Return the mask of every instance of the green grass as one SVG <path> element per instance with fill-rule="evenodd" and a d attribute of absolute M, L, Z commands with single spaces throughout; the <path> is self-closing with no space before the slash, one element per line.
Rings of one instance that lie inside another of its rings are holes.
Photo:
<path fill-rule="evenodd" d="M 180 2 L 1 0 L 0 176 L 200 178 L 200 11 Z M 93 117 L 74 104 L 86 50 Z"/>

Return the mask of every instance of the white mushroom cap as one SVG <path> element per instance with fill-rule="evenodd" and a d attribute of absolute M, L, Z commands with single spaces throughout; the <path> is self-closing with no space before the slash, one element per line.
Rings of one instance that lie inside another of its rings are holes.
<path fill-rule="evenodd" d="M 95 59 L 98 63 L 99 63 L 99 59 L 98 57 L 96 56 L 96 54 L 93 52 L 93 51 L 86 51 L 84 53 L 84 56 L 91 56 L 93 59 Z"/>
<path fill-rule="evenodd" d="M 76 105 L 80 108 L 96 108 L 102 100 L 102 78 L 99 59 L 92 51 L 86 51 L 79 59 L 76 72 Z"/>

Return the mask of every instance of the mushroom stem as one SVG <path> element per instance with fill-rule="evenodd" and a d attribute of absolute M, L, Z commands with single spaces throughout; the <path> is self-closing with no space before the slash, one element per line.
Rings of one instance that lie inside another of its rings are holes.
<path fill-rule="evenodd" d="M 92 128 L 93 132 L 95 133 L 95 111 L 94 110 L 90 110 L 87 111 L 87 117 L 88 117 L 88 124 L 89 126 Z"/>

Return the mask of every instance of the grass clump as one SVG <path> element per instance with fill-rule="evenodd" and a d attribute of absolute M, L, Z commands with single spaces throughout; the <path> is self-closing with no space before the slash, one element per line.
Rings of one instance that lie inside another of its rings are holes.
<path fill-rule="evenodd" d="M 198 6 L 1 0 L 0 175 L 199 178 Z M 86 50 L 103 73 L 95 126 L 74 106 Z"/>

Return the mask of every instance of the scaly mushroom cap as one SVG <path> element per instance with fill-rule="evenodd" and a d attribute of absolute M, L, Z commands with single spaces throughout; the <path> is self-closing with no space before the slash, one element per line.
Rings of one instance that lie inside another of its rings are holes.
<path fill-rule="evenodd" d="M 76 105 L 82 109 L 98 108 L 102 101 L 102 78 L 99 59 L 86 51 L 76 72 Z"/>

→ Your assignment
Starting at the line that contains "Return the mask of every instance of the mushroom", copy each line exactly through the end of the listing above. Include that first line and the last one, and add nothing.

→ Your response
Return the mask of every instance of the mushroom stem as one SVG <path> element per instance with fill-rule="evenodd" and a d attribute of absolute M, L, Z commands with single spaces throughout; the <path> is self-closing with no space before the slash, one element per line.
Rings of one instance that lie inside another of its rings are holes.
<path fill-rule="evenodd" d="M 92 128 L 93 132 L 95 133 L 95 111 L 94 110 L 90 110 L 87 111 L 87 117 L 88 117 L 88 124 L 89 126 Z"/>

Return the mask of every instance of the grass clump as one SVG <path> element per instance with fill-rule="evenodd" and a d attribute of absolute M, L, Z commands with single spaces throughout; the <path> is self-closing with no space before the slash, one element per line.
Rings of one instance that lie inside another of its rings are holes.
<path fill-rule="evenodd" d="M 198 6 L 1 0 L 0 175 L 199 178 Z M 86 50 L 103 73 L 95 126 L 74 106 Z"/>

Return the mask of every instance of the scaly mushroom cap as one SVG <path> element per instance with fill-rule="evenodd" and a d attribute of absolute M, L, Z commands with single spaces throughout; the <path> is self-closing with no space before the slash, one element per line.
Rings of one instance that lie inside another of its rings are holes.
<path fill-rule="evenodd" d="M 76 105 L 82 109 L 98 108 L 102 101 L 102 78 L 99 59 L 86 51 L 76 72 Z"/>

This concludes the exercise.